EXTRACTED INFORMATION.
'''
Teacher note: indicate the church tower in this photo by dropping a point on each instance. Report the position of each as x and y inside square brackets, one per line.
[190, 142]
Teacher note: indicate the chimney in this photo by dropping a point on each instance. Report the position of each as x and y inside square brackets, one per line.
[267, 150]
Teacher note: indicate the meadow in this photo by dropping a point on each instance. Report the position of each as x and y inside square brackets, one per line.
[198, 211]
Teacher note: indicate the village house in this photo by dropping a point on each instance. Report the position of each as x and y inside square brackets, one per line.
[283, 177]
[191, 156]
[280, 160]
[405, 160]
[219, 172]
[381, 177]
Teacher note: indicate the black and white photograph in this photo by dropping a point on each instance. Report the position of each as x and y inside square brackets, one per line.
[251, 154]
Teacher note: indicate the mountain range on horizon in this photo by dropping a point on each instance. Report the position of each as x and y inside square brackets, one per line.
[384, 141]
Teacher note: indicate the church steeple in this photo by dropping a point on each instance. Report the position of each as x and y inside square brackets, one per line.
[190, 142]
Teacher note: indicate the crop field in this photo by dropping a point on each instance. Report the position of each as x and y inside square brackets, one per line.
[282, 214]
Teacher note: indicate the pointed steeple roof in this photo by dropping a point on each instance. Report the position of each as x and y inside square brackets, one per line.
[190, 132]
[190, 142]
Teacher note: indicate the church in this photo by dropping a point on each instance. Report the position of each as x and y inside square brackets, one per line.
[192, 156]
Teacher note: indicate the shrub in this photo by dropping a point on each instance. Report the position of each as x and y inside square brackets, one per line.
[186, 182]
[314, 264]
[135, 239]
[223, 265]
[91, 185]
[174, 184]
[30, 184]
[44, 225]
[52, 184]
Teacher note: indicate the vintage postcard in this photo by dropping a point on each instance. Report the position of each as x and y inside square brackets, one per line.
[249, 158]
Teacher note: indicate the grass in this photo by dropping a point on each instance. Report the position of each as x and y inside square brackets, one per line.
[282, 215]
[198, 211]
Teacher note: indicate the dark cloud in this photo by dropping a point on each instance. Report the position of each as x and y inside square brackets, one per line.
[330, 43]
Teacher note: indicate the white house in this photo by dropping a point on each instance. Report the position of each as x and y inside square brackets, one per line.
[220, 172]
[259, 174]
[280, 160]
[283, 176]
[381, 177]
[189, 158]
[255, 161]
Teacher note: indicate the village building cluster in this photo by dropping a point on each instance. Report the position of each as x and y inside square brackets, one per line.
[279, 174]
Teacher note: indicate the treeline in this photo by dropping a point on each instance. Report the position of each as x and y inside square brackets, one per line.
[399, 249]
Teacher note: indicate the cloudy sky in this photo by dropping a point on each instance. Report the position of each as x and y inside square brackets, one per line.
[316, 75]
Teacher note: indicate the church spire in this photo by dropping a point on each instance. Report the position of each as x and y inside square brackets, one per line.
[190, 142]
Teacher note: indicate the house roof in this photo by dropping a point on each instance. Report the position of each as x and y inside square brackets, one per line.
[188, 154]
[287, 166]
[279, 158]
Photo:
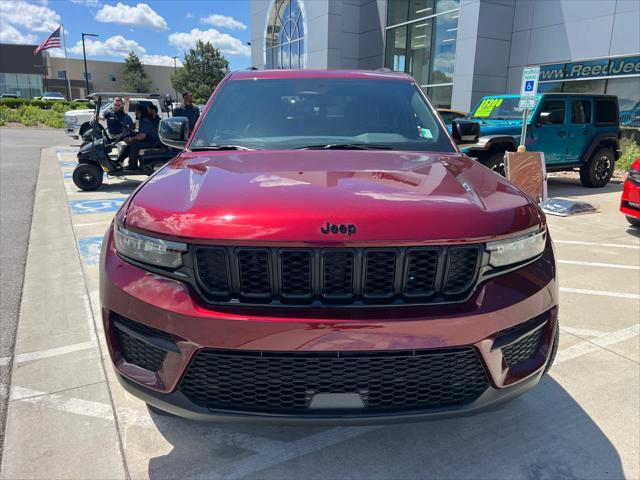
'''
SHORT EXERCISE. Starting at the line with "Teacher note: indicate the village building" and continuing through the end of the records, write out every line again, requests included, and scale each coordinate in the answers by 2.25, rounding to whole numbers with halves going up. Leave the pictures out.

THE RESULT.
Teacher note: indicate the village building cluster in this photo by dropping a point on each instance. Report the position of each as x and y inside square brackets, one per line.
[628, 392]
Teacher note: indicate the treeline in this photo by dropping a point on each instance. Report the position of each as x and y inside square brackets, one per line.
[898, 560]
Teacher note: indicate the cloudy sky in this photo by dropping a point on each instance. Report the position of each as x and y inside square brackets, one per line.
[711, 169]
Teacher note: indicate the church spire in this photo by dropping a point on each instance. Report the position of each as x and y inside square brackets, one per line.
[428, 320]
Teacher note: indicate the house roof in this photo by dropping a point on each instance. Report the position of each as x and y inside square brackets, one per line.
[423, 347]
[646, 374]
[628, 356]
Photo:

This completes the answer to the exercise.